Problems to solve.
(A) In the inferential statistics text below, what is the key output of interval estimation?
(B) Carry the inferential statistics text below forward, starting right after its last line.

___ Passage given ___

05: Inferential Statistics

Why Inference? From Sample to Population

In practice, we never observe the entire population.

A bank cannot survey every potential customer
An asset manager cannot wait for infinite return data
A regulator cannot audit every transaction

Inferential statistics provides the mathematical machinery to draw rigorous conclusions about a population from a limited sample — and to quantify our uncertainty.

The Three Pillars of Inference

Pillar	Question It Answers	Key Output
Point Estimation	What is our best single guess for \(\theta\)?	\(\hat{\theta}\)
Interval Estimation	What range plausibly contains \(\theta\)?	Confidence Interval
Hypothesis Testing	Is a specific claim about \(\theta\) supported by data?	p-value, decision

These three tools form a complete inferential toolkit for data-driven decision making in finance and business.

Point Estimation: Three Desirable Properties

A good estimator \(\hat{\theta}\) should satisfy:

1. Unbiasedness: On average, it hits the target.

___ Entries shown ___

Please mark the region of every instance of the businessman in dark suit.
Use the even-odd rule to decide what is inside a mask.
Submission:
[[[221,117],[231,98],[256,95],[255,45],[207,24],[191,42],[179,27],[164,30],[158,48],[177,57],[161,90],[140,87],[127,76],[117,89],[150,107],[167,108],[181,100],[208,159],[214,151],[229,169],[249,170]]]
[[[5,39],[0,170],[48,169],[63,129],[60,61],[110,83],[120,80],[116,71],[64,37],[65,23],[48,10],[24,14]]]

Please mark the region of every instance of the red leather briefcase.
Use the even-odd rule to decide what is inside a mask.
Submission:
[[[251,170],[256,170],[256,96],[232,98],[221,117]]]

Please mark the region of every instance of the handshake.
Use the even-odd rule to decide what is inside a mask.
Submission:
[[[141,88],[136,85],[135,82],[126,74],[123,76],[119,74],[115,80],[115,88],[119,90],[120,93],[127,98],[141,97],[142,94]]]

___

Task answers.
(A) A confidence interval.

(B)
\[E[\hat{\theta}] = \theta\]

2. Efficiency: Among all unbiased estimators, it has the smallest variance (Cramér-Rao Lower Bound).

3. Consistency: As \(n \to \infty\), the estimator converges to the true value.

\[\hat{\theta}_n \xrightarrow{p} \theta\]

Maximum Likelihood Estimation (MLE)

MLE answers: What parameter value makes the observed data most probable?

Given observations \(x_1, x_2, \ldots, x_n\), the likelihood function is:

\[L(\theta) = \prod_{i=1}^{n} f(x_i \mid \theta)\]

The MLE maximizes this (or equivalently, the log-likelihood):

\[\hat{\theta}_{MLE} = \arg\max_\theta \sum_{i=1}^{n} \ln f(x_i \mid \theta)\]

Key property: MLE is asymptotically efficient — it achieves the Cramér-Rao bound as \(n \to \infty\).

MLE in Action: YRD Profitability Rate

Case: Among 1,978 listed companies in the Yangtze River Delta (2023 Q3), what fraction is profitable?

Model: Each company’s profitability is Bernoulli(\(p\))
Data: 1,678 companies reported positive net income
MLE: \(\hat{p} = 1678 / 1978 = 84.83\%\)

Caution: MLE for variance is \(\frac{1}{n}\sum(x_i - \bar{x})^2\), which is biased. The unbiased version divides by \(n-1\).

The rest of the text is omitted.